In SM64 this covering space structure is used by giving Mario extremely high velocity \(v\) (a tangent vector at Marios position in \(P\)) through a different glitch called “backwards longjump”. The exponential map is then used to move Mario along the geodesic \(\exp_v(t)\) for \(t \in \mathbb{R}\). But due to hardware limitations, only discrete steps \(t_1, \dots, t_k\) for some \(k \in \mathbb{N}\) of this geodesic are actually calculated for collision detection. More on how this is related to the exponential map of Lie groups can be found in my previous post. Throughout this post, I will assume the Lie group of SM64 to have its unit at the position \(p\).

* * * *

▶ **To do**
1) According to the SM64 passage, which glitch gives Mario extremely high velocity?
2) Write out the records verbatim, starting with the line that contains "Would you be able to tag each instance of the balcony" and going on through the final line of the records.
The text and the records are unrelated to each other.

▶ **Data lines**
* * * *

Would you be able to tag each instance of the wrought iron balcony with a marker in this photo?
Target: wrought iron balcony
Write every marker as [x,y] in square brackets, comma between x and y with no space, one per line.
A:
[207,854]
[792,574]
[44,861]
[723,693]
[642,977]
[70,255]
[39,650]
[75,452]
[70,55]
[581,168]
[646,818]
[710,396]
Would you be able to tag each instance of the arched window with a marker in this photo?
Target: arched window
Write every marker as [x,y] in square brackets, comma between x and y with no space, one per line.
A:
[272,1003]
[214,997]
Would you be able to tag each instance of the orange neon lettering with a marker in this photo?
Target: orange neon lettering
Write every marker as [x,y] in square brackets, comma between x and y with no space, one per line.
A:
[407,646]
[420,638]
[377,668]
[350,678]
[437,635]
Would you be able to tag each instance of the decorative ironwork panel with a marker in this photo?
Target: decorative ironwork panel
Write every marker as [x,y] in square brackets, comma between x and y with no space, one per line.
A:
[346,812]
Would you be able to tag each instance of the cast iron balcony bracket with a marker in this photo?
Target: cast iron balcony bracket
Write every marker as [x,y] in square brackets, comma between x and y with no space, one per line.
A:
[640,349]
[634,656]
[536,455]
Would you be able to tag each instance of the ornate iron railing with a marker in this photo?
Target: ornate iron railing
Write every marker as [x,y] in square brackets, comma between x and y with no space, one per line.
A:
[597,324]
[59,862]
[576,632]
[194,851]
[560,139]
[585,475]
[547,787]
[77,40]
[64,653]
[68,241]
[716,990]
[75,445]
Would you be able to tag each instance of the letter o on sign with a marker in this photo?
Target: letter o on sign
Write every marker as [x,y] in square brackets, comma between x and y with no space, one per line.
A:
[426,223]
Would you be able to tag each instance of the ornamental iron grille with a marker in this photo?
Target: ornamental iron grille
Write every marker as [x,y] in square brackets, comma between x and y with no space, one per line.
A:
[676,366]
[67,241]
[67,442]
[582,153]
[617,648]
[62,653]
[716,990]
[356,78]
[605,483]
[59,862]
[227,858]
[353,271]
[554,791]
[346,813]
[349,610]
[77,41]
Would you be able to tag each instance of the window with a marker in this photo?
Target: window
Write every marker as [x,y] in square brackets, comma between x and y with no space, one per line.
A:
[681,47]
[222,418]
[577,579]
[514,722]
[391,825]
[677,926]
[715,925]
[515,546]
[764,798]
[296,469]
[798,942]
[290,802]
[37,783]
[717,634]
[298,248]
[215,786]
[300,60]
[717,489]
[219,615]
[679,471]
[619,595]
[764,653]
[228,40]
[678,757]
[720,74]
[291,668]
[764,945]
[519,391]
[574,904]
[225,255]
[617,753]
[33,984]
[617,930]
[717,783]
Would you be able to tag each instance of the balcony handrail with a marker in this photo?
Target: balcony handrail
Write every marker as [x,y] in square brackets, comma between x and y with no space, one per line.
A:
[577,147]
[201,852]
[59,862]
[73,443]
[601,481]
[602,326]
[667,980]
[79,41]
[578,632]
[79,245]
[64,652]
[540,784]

* * * *

▶ **Outputs in order**
1) The "backwards longjump" glitch.

2)
Would you be able to tag each instance of the balcony handrail with a marker in this photo?
Target: balcony handrail
Write every marker as [x,y] in square brackets, comma between x and y with no space, one per line.
A:
[577,147]
[201,852]
[59,862]
[73,443]
[601,481]
[602,326]
[667,980]
[79,41]
[578,632]
[79,245]
[64,652]
[540,784]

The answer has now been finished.